> _Problem_: This task calls for copying every line of the records that includes the word "black".

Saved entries
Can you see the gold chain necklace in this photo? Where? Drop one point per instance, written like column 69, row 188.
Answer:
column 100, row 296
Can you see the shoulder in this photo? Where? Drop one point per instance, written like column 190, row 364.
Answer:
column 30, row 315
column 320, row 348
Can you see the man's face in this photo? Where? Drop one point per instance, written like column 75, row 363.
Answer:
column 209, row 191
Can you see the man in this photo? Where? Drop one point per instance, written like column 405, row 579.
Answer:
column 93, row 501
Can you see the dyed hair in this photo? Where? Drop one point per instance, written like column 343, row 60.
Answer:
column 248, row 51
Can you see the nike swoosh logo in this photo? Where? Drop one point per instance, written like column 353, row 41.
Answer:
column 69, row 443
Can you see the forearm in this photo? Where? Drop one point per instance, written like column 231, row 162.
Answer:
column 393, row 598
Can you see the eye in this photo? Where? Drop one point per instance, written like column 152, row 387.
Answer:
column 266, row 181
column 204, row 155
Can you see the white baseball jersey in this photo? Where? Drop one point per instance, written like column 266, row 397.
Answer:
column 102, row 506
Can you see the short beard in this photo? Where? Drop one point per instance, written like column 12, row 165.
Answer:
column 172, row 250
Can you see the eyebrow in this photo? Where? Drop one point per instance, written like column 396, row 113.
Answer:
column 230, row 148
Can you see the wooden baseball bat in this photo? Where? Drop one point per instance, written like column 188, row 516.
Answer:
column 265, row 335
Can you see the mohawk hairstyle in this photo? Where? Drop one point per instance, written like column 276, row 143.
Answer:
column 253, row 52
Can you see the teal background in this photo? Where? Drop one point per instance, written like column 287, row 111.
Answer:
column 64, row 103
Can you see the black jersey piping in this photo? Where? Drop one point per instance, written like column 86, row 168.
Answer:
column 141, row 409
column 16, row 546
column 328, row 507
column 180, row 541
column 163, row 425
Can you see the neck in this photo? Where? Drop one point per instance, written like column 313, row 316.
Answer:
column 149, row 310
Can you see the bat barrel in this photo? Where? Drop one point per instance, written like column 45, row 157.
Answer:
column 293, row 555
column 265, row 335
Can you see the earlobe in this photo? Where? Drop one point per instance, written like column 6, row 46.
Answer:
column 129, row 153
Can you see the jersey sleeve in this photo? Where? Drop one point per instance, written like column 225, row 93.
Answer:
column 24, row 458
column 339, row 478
...
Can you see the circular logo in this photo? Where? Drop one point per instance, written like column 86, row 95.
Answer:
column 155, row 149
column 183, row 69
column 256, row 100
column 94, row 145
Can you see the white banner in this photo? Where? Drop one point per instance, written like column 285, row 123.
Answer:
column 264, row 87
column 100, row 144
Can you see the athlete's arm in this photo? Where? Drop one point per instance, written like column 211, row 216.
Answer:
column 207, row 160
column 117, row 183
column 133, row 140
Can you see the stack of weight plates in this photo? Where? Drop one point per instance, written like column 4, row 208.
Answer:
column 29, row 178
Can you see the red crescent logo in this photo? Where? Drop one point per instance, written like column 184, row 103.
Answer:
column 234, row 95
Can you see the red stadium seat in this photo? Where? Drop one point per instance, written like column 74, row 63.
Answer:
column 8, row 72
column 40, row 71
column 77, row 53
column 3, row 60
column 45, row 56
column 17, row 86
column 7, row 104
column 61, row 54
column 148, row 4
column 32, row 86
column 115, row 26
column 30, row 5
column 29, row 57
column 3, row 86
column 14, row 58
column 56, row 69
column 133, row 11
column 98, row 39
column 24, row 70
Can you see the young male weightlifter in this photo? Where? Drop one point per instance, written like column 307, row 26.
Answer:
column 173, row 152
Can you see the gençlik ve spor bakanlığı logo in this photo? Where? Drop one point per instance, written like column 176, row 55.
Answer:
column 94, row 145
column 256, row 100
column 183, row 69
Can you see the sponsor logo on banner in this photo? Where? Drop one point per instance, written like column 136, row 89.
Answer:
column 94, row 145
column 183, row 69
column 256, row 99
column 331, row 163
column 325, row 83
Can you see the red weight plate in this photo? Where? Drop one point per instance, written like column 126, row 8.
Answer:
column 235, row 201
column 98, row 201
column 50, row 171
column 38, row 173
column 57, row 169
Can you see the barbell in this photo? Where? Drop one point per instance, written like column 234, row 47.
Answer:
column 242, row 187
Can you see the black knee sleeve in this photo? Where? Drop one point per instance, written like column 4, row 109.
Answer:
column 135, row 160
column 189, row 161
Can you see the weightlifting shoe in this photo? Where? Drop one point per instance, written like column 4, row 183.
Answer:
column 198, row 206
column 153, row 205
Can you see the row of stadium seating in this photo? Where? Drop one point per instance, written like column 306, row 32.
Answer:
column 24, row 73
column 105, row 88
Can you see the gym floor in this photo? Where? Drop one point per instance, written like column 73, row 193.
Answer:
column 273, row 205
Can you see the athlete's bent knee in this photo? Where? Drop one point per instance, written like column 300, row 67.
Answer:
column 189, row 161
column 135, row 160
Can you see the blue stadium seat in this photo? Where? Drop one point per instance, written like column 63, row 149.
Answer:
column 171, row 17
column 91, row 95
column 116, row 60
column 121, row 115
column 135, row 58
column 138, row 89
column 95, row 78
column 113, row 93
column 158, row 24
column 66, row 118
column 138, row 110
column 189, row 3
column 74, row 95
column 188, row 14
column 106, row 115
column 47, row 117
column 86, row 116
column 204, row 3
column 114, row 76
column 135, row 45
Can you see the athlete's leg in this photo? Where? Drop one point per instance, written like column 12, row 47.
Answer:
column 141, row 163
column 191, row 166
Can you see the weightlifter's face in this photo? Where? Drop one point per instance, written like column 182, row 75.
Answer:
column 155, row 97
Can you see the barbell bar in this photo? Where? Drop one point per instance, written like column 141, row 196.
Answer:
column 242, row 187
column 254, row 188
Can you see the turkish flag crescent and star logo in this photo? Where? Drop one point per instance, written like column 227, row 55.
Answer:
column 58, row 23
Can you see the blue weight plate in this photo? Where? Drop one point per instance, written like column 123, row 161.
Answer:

> _Reply_:
Can you see the black jersey piping in this photo? Where? Drop one point per instance, written like column 86, row 168.
Can you see the black knee sleeve in this photo? Where? Drop one point per instance, written like column 4, row 109.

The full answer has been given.